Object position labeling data
================

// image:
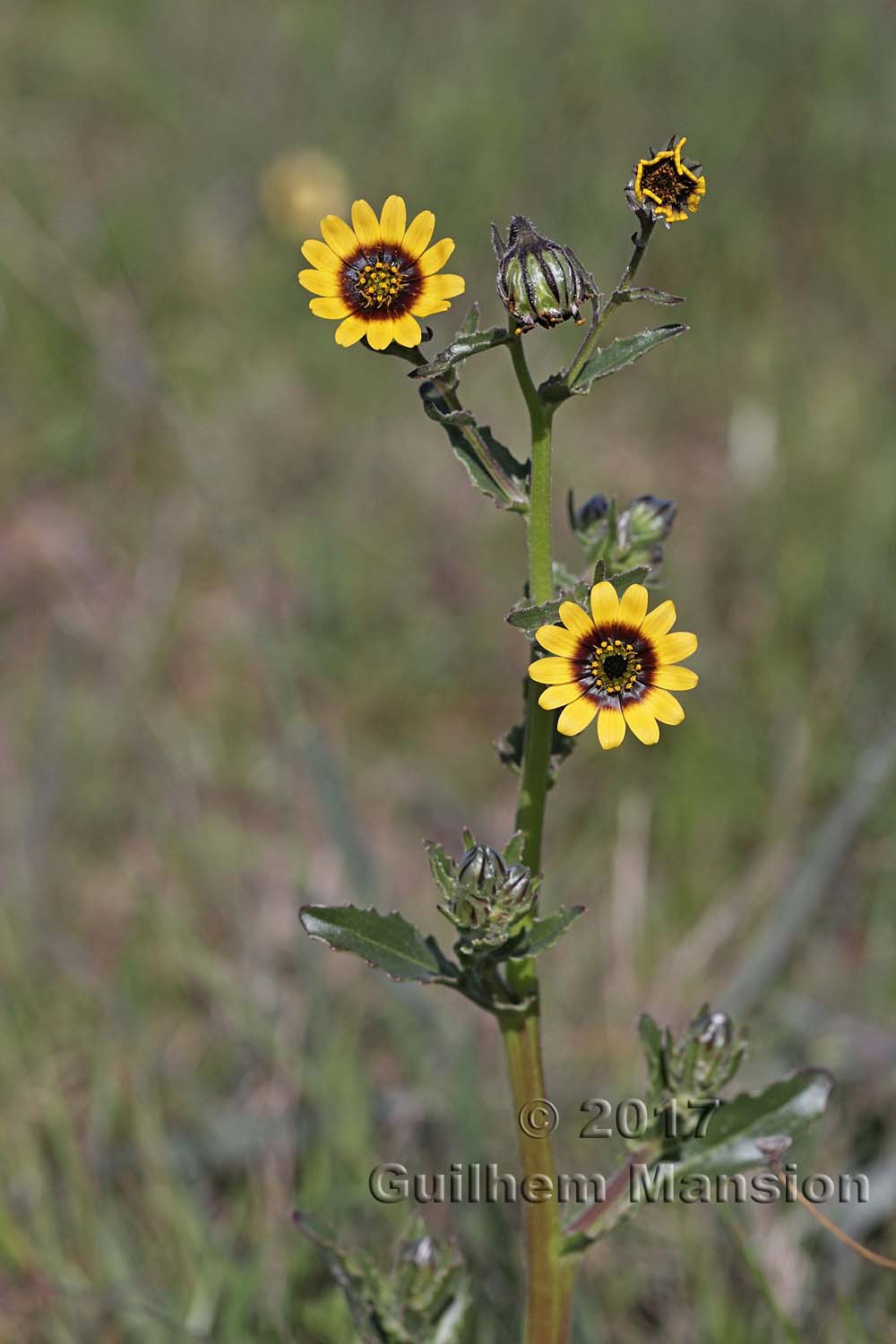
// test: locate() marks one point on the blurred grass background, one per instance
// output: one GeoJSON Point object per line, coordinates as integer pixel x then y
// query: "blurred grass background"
{"type": "Point", "coordinates": [253, 644]}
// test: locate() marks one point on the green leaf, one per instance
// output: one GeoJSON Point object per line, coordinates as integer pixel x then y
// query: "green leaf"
{"type": "Point", "coordinates": [387, 943]}
{"type": "Point", "coordinates": [544, 933]}
{"type": "Point", "coordinates": [737, 1128]}
{"type": "Point", "coordinates": [654, 296]}
{"type": "Point", "coordinates": [490, 467]}
{"type": "Point", "coordinates": [509, 749]}
{"type": "Point", "coordinates": [466, 343]}
{"type": "Point", "coordinates": [443, 868]}
{"type": "Point", "coordinates": [635, 575]}
{"type": "Point", "coordinates": [530, 618]}
{"type": "Point", "coordinates": [608, 359]}
{"type": "Point", "coordinates": [651, 1042]}
{"type": "Point", "coordinates": [750, 1132]}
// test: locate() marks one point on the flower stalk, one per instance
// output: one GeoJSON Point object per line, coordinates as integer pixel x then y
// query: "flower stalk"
{"type": "Point", "coordinates": [548, 1276]}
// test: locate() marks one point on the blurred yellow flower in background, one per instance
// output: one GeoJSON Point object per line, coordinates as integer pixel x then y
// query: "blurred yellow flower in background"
{"type": "Point", "coordinates": [297, 188]}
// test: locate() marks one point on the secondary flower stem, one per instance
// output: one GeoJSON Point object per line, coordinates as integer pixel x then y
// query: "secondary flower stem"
{"type": "Point", "coordinates": [602, 311]}
{"type": "Point", "coordinates": [548, 1276]}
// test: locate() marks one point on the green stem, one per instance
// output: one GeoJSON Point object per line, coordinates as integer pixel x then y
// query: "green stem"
{"type": "Point", "coordinates": [602, 311]}
{"type": "Point", "coordinates": [548, 1274]}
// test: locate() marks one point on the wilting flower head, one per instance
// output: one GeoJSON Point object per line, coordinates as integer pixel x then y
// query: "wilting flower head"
{"type": "Point", "coordinates": [667, 185]}
{"type": "Point", "coordinates": [379, 276]}
{"type": "Point", "coordinates": [618, 664]}
{"type": "Point", "coordinates": [538, 281]}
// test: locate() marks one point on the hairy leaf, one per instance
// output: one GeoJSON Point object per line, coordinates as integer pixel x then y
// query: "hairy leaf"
{"type": "Point", "coordinates": [387, 943]}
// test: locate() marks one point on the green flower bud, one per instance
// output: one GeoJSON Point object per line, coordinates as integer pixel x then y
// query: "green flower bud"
{"type": "Point", "coordinates": [479, 871]}
{"type": "Point", "coordinates": [516, 886]}
{"type": "Point", "coordinates": [648, 521]}
{"type": "Point", "coordinates": [705, 1056]}
{"type": "Point", "coordinates": [538, 281]}
{"type": "Point", "coordinates": [487, 898]}
{"type": "Point", "coordinates": [591, 513]}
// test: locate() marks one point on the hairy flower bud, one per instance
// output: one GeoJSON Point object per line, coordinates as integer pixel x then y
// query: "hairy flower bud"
{"type": "Point", "coordinates": [479, 871]}
{"type": "Point", "coordinates": [648, 519]}
{"type": "Point", "coordinates": [707, 1055]}
{"type": "Point", "coordinates": [591, 513]}
{"type": "Point", "coordinates": [538, 281]}
{"type": "Point", "coordinates": [516, 886]}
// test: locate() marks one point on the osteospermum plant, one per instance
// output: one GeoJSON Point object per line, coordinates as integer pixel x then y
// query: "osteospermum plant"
{"type": "Point", "coordinates": [379, 276]}
{"type": "Point", "coordinates": [599, 653]}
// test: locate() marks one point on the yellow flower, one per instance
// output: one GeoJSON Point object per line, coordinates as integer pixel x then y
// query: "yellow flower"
{"type": "Point", "coordinates": [297, 187]}
{"type": "Point", "coordinates": [616, 663]}
{"type": "Point", "coordinates": [667, 187]}
{"type": "Point", "coordinates": [379, 276]}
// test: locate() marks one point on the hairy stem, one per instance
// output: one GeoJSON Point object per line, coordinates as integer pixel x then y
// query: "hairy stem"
{"type": "Point", "coordinates": [548, 1277]}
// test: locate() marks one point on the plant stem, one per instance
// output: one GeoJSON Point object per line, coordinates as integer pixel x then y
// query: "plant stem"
{"type": "Point", "coordinates": [548, 1277]}
{"type": "Point", "coordinates": [602, 311]}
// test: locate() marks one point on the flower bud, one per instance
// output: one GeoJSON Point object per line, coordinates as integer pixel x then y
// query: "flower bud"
{"type": "Point", "coordinates": [591, 513]}
{"type": "Point", "coordinates": [516, 886]}
{"type": "Point", "coordinates": [648, 519]}
{"type": "Point", "coordinates": [481, 871]}
{"type": "Point", "coordinates": [707, 1055]}
{"type": "Point", "coordinates": [538, 281]}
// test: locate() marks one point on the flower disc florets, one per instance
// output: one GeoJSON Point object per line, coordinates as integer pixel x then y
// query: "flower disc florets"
{"type": "Point", "coordinates": [538, 281]}
{"type": "Point", "coordinates": [618, 663]}
{"type": "Point", "coordinates": [379, 276]}
{"type": "Point", "coordinates": [667, 185]}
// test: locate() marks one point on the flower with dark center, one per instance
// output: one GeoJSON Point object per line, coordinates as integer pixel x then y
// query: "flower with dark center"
{"type": "Point", "coordinates": [381, 274]}
{"type": "Point", "coordinates": [667, 185]}
{"type": "Point", "coordinates": [618, 663]}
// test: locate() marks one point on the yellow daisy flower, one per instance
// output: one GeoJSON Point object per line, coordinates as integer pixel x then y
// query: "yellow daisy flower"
{"type": "Point", "coordinates": [667, 187]}
{"type": "Point", "coordinates": [379, 276]}
{"type": "Point", "coordinates": [616, 663]}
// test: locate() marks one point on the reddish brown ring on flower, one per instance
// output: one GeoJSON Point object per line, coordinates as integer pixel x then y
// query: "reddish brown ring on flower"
{"type": "Point", "coordinates": [381, 274]}
{"type": "Point", "coordinates": [618, 663]}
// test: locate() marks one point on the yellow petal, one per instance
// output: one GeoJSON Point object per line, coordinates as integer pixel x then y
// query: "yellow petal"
{"type": "Point", "coordinates": [557, 695]}
{"type": "Point", "coordinates": [659, 621]}
{"type": "Point", "coordinates": [351, 331]}
{"type": "Point", "coordinates": [575, 620]}
{"type": "Point", "coordinates": [576, 717]}
{"type": "Point", "coordinates": [642, 722]}
{"type": "Point", "coordinates": [366, 225]}
{"type": "Point", "coordinates": [435, 257]}
{"type": "Point", "coordinates": [664, 706]}
{"type": "Point", "coordinates": [605, 604]}
{"type": "Point", "coordinates": [611, 728]}
{"type": "Point", "coordinates": [633, 605]}
{"type": "Point", "coordinates": [557, 642]}
{"type": "Point", "coordinates": [320, 282]}
{"type": "Point", "coordinates": [330, 308]}
{"type": "Point", "coordinates": [443, 287]}
{"type": "Point", "coordinates": [381, 332]}
{"type": "Point", "coordinates": [339, 237]}
{"type": "Point", "coordinates": [408, 331]}
{"type": "Point", "coordinates": [426, 306]}
{"type": "Point", "coordinates": [672, 648]}
{"type": "Point", "coordinates": [418, 234]}
{"type": "Point", "coordinates": [675, 677]}
{"type": "Point", "coordinates": [322, 255]}
{"type": "Point", "coordinates": [392, 220]}
{"type": "Point", "coordinates": [552, 671]}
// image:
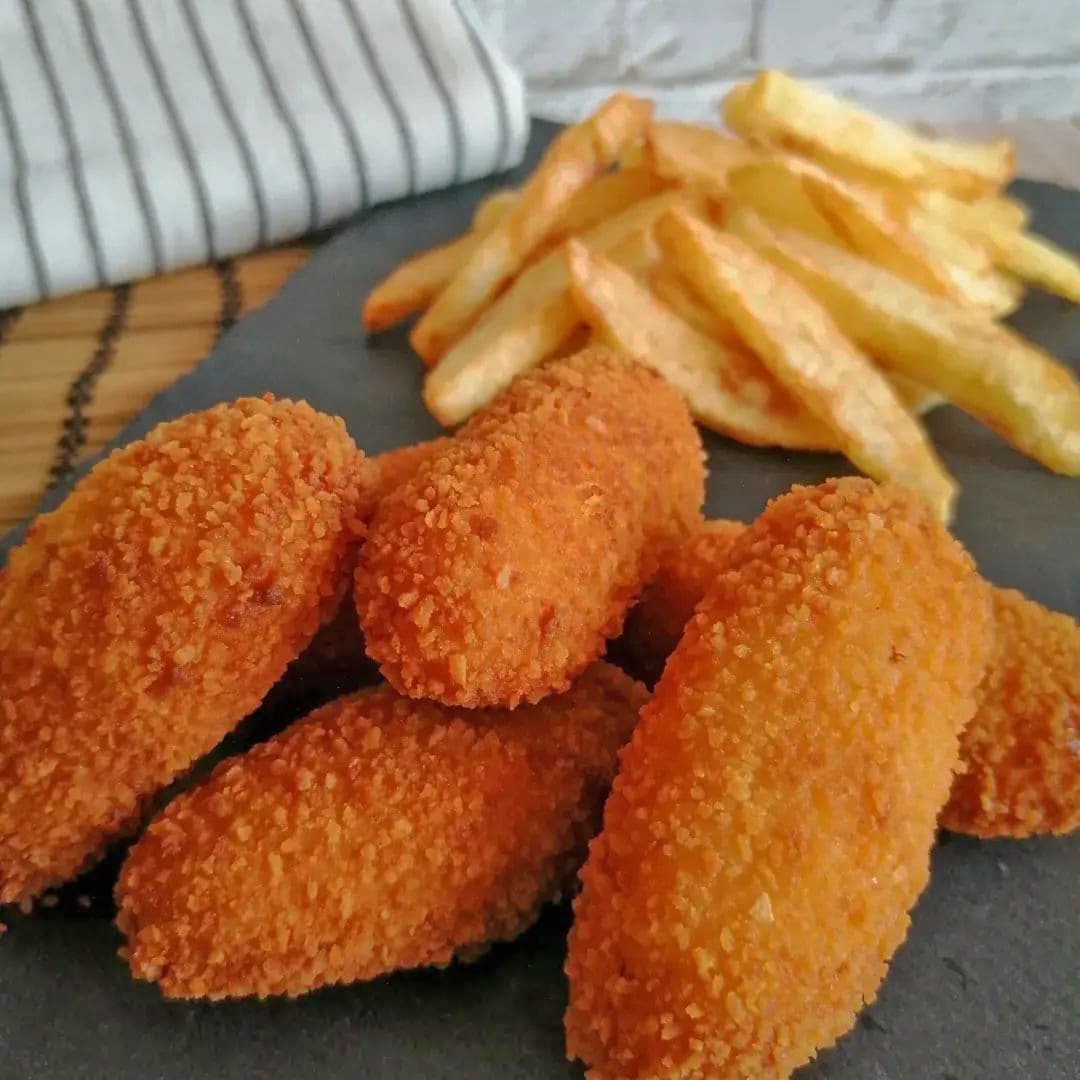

================

- **SET EXERCISE**
Locate every line of the data above that contains the word "ring", and copy each one. Case counts.

- **FULL ANSWER**
// test: locate() marks one point on the reddish brown ring on flower, one per instance
// query: "reddish brown ring on flower"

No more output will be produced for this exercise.